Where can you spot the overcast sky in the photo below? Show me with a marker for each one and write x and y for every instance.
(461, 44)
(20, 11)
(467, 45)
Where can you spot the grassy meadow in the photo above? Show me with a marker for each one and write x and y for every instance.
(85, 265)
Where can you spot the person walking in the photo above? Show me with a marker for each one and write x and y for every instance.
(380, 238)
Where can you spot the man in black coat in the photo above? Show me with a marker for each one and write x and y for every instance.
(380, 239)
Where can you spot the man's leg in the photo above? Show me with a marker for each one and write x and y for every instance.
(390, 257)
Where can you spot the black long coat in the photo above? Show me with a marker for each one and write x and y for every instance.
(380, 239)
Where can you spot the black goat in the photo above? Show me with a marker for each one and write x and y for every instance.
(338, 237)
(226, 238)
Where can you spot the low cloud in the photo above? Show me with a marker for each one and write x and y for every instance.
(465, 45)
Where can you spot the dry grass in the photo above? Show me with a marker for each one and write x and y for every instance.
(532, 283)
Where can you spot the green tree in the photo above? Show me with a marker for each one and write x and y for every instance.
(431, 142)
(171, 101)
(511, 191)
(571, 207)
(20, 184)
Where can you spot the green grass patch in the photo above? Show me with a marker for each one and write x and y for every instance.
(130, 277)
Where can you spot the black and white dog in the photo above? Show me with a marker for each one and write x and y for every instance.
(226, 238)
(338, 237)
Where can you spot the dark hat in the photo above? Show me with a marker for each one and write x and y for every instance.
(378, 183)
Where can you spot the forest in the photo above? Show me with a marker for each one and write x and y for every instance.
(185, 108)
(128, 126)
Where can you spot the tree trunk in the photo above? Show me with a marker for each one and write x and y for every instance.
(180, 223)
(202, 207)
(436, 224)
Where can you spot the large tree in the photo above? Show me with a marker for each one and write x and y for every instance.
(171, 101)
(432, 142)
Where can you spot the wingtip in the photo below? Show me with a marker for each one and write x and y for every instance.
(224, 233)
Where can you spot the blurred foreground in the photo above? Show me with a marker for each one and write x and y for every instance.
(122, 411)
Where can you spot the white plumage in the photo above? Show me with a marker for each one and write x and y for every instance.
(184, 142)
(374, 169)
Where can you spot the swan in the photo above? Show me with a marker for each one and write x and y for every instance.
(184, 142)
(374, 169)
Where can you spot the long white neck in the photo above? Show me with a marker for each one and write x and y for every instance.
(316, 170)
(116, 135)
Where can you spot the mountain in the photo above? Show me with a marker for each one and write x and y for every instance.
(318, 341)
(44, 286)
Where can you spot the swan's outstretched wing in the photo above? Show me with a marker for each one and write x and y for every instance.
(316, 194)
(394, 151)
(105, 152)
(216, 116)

*****

* Exercise prompt:
Return the entries above in full and exactly as written.

* Finished task:
Where can you spot the overcast sky in the photo below? Show me with a marker for each one and write x and y for every instance.
(461, 44)
(20, 11)
(467, 45)
Where can you spot the grassy meadow in the photo above? Show me with a marker for each one and write x and y for every instance.
(85, 265)
Where can you spot the person walking in the photo above? Show me with a marker for each one and write x and y for every instance.
(380, 238)
Where can you spot the man in black coat in the photo above? Show me with a marker for each one and write x and y for every instance.
(380, 239)
Where can you spot the man's leg in the photo above? Show me with a marker for each one and write x and y for every instance.
(390, 257)
Where can you spot the black long coat in the photo above? Show me with a marker for each one and write x and y for every instance.
(380, 239)
Where can you spot the black goat in the photo above? Show me with a marker for each one and write x and y for every instance.
(338, 237)
(226, 238)
Where can you spot the low cloud in the photo above? Show me with a marker for each one and write x and y for every instance.
(465, 45)
Where can you spot the dry grass in the photo above? Show me with a marker for each one and write x and y for every instance.
(532, 283)
Where can you spot the green tree in the photo above? Show me with a marker for each one and write x and y for every instance.
(431, 142)
(171, 101)
(511, 191)
(571, 207)
(20, 184)
Where can you spot the green grass patch in the photo above? Show me with a marker for each one and write x and y for every instance.
(130, 277)
Where can you spot the black and white dog in the photo above? Show me with a marker for each one and write x and y for every instance.
(226, 238)
(338, 237)
Where can you spot the dark hat in the photo above? Show me with a marker for each one and write x and y for every instance.
(378, 183)
Where can you spot the forest in the photo above? Show me with a marker for each one and write x and y for every instance.
(185, 108)
(128, 126)
Where can you spot the tree trunk in the photo above? Show me with a marker for each one and write x and y for every instance.
(180, 223)
(202, 207)
(436, 224)
Where can you spot the large tree in the photo above? Show me with a marker for each one and write x and y for every instance.
(171, 101)
(432, 142)
Where can you spot the wingtip in the photo below? Show me with a marker for each one and write x and y for every instance.
(224, 233)
Where can you spot the blurred foreground in the photo above? Show me with a marker for each one and write x and y for every instance.
(122, 411)
Where can you spot the white plumage in the photo above? Show me with a marker for each one and write x and y for every instance.
(184, 142)
(374, 169)
Where can you spot the swan in the photo above? Show me with a marker for each one and write x and y for every instance.
(184, 142)
(374, 169)
Where can you spot the long white neck in the photo above? Show me with a marker for each one and write x and y for every instance.
(316, 170)
(116, 135)
Where can you spot the mountain in the photo above? Show me with a marker for each one and write x and y for every instance.
(318, 341)
(44, 286)
Where can you spot the swan's outstretched wing in the photo above? Show me with a marker for each one and write x and y for every instance.
(316, 194)
(394, 151)
(105, 152)
(216, 116)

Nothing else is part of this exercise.